• **Set exercise**
Select and copy every line in the entries below that contains the word "crust".
+--
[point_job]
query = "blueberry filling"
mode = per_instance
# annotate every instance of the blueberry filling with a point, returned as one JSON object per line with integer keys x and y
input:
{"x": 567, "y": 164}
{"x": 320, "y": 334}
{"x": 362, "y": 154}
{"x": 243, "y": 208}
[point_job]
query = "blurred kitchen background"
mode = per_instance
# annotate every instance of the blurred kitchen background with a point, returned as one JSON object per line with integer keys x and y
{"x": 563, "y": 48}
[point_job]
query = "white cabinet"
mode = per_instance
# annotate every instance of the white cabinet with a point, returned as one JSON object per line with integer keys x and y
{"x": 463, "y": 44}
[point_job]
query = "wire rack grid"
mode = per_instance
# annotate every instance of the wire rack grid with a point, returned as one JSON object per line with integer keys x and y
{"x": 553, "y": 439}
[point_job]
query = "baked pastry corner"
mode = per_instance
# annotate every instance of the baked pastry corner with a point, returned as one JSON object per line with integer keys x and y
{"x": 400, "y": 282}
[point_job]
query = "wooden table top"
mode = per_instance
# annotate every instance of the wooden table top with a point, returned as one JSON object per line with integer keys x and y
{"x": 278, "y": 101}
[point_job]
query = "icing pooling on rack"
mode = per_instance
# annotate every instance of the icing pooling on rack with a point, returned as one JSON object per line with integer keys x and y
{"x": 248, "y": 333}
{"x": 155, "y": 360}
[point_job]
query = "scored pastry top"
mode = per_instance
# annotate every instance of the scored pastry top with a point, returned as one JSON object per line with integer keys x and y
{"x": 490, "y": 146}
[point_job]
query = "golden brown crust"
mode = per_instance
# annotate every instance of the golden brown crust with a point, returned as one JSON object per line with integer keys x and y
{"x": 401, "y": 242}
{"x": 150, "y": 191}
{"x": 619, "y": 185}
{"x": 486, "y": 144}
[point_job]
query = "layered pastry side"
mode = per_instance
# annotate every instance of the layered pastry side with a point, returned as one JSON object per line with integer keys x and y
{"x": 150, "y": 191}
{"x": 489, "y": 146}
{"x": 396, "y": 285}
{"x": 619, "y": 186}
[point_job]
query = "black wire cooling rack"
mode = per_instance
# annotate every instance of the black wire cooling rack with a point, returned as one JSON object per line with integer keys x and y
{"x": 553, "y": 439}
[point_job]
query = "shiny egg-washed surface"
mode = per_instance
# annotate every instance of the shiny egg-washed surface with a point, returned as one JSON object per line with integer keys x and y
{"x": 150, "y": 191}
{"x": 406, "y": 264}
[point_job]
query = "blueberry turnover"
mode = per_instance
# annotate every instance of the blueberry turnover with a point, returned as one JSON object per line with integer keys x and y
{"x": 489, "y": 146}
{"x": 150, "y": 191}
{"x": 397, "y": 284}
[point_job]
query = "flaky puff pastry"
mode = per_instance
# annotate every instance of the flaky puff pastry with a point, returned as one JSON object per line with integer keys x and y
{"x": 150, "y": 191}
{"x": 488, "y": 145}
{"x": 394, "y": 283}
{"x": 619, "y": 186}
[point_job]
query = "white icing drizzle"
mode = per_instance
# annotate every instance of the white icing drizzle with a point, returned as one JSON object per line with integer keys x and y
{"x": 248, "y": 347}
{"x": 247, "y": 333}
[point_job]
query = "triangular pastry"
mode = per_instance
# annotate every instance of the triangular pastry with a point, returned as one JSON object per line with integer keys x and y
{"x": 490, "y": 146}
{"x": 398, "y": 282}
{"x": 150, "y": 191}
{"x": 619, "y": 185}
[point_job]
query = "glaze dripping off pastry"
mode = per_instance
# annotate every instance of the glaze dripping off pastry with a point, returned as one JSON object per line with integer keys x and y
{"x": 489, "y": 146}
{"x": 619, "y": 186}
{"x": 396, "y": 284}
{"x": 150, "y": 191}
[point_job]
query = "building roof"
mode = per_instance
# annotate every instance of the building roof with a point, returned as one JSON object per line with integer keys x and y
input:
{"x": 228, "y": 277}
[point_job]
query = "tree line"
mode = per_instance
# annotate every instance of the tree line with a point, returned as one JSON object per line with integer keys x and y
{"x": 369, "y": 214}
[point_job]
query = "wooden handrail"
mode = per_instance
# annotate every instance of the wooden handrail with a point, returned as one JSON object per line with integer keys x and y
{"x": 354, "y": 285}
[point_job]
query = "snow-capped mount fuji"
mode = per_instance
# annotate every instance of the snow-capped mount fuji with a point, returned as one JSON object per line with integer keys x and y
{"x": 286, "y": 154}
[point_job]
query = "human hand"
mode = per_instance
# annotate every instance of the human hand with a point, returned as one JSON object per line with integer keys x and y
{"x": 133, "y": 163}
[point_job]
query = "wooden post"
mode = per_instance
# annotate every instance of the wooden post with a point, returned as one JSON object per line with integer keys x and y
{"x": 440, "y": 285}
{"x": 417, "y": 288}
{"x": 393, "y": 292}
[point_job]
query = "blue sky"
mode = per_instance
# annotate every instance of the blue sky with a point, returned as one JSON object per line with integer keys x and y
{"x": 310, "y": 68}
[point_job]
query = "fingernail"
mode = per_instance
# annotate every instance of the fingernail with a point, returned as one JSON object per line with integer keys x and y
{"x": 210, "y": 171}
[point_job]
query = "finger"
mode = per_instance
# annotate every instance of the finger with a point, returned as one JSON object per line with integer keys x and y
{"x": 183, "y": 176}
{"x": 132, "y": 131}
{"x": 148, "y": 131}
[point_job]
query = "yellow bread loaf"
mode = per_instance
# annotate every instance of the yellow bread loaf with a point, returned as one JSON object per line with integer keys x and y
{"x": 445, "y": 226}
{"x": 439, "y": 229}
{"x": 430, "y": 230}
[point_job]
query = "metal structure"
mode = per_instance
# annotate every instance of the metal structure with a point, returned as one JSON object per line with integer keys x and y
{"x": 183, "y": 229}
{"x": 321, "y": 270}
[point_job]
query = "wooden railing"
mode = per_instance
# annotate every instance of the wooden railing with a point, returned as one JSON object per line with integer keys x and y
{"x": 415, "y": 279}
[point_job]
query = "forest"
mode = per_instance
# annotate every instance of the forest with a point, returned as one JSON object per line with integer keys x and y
+--
• **Task answer**
query = "golden brown crust"
# annotate every instance of the golden brown crust with a point, returned as one JSON object per line with integer keys x and y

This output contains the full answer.